* _AIM_: Lay out every line of the items below as a Markdown table with the columns Row and Line, numbering each row and skipping blank lines.

* _PROVIDED DATA_:
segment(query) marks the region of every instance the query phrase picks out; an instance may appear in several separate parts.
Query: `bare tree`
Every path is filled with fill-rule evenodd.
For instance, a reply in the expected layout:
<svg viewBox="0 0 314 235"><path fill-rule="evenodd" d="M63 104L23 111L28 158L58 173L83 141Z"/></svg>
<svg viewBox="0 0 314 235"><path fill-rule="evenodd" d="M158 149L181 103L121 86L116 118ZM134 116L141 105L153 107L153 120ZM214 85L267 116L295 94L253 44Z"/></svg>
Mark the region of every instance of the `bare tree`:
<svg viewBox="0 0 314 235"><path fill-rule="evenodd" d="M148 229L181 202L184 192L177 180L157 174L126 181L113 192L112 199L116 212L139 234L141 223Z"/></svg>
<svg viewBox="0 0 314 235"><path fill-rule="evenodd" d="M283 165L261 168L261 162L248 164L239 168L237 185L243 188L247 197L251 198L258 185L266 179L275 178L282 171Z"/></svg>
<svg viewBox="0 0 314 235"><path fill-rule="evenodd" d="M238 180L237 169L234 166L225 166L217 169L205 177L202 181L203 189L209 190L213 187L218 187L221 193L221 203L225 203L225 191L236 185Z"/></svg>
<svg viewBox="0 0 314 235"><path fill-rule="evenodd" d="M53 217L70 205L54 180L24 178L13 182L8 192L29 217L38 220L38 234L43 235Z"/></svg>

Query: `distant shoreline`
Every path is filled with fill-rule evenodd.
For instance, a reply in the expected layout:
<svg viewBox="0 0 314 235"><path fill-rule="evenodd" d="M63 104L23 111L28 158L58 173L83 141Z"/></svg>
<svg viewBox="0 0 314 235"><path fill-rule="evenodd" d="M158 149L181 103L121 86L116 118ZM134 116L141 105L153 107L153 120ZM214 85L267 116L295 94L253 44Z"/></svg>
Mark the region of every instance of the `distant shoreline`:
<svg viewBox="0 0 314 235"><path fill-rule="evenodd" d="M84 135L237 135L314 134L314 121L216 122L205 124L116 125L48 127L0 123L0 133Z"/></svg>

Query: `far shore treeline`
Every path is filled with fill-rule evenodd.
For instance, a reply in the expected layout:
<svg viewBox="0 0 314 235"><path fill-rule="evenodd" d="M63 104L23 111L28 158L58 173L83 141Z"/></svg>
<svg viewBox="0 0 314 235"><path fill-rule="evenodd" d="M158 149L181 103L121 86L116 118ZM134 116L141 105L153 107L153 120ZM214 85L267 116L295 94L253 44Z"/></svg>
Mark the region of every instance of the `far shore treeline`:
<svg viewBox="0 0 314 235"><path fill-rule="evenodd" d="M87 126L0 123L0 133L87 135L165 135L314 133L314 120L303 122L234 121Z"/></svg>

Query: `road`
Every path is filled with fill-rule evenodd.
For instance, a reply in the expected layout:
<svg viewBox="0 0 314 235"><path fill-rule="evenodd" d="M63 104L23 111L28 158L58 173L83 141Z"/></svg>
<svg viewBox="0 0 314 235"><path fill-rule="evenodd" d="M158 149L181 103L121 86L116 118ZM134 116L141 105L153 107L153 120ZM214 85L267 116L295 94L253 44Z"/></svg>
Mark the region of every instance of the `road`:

* _THE COMPLETED TASK_:
| Row | Line |
|---|---|
| 1 | segment(query) marks the region of every instance the query phrase picks out; an instance may appear in several separate parts. |
| 2 | Query: `bare tree` |
| 3 | Every path is filled with fill-rule evenodd. |
| 4 | For instance, a reply in the expected layout: |
| 5 | <svg viewBox="0 0 314 235"><path fill-rule="evenodd" d="M63 104L23 111L28 158L58 173L83 141Z"/></svg> |
| 6 | <svg viewBox="0 0 314 235"><path fill-rule="evenodd" d="M158 149L181 103L121 86L116 118ZM134 116L141 105L153 107L153 120ZM214 85L267 116L295 94L253 44Z"/></svg> |
| 7 | Mark the region of every instance of the `bare tree`: |
| 8 | <svg viewBox="0 0 314 235"><path fill-rule="evenodd" d="M148 229L181 202L184 192L177 180L157 174L126 181L113 192L112 199L116 212L139 234L141 223Z"/></svg> |
| 9 | <svg viewBox="0 0 314 235"><path fill-rule="evenodd" d="M283 165L261 168L261 162L248 164L239 168L237 185L243 188L247 197L251 198L258 185L266 179L275 178L282 171Z"/></svg> |
| 10 | <svg viewBox="0 0 314 235"><path fill-rule="evenodd" d="M238 180L237 169L234 166L225 166L217 169L205 177L202 181L203 189L209 190L213 187L218 187L221 193L221 203L225 203L225 191L236 185Z"/></svg> |
| 11 | <svg viewBox="0 0 314 235"><path fill-rule="evenodd" d="M53 217L70 205L54 180L24 178L13 182L8 192L29 217L38 220L38 234L43 235Z"/></svg> |
| 12 | Query: `distant shoreline` |
| 13 | Every path is filled with fill-rule evenodd. |
| 14 | For instance, a reply in the expected layout: |
| 15 | <svg viewBox="0 0 314 235"><path fill-rule="evenodd" d="M63 104L23 111L28 158L58 173L83 141Z"/></svg> |
| 16 | <svg viewBox="0 0 314 235"><path fill-rule="evenodd" d="M158 149L181 103L121 86L116 118ZM134 116L141 105L153 107L153 120ZM214 85L267 116L295 94L253 44Z"/></svg> |
| 17 | Mark the region of every instance of the `distant shoreline`: |
| 18 | <svg viewBox="0 0 314 235"><path fill-rule="evenodd" d="M84 135L237 135L314 134L314 121L216 122L205 124L116 125L48 127L0 123L0 133Z"/></svg> |
| 19 | Query: `far shore treeline` |
| 20 | Every path is filled with fill-rule evenodd. |
| 21 | For instance, a reply in the expected layout: |
| 22 | <svg viewBox="0 0 314 235"><path fill-rule="evenodd" d="M63 104L23 111L28 158L58 173L83 141Z"/></svg> |
| 23 | <svg viewBox="0 0 314 235"><path fill-rule="evenodd" d="M158 149L181 103L121 86L116 118ZM134 116L141 105L153 107L153 120ZM214 85L267 116L295 94L253 44Z"/></svg> |
| 24 | Mark the region of every instance of the `far shore treeline`: |
| 25 | <svg viewBox="0 0 314 235"><path fill-rule="evenodd" d="M87 126L0 123L0 133L87 135L165 135L314 133L314 120L303 122L234 121Z"/></svg> |
| 26 | Query: `road` |
| 27 | Every path is filled with fill-rule evenodd. |
| 28 | For instance, a reply in the expected layout: |
| 29 | <svg viewBox="0 0 314 235"><path fill-rule="evenodd" d="M63 104L23 111L28 158L58 173L83 141Z"/></svg> |
| 30 | <svg viewBox="0 0 314 235"><path fill-rule="evenodd" d="M158 149L181 103L121 86L116 118ZM134 116L141 105L153 107L153 120ZM214 85L267 116L295 94L253 44Z"/></svg> |
| 31 | Mark the region of every instance of the `road`: |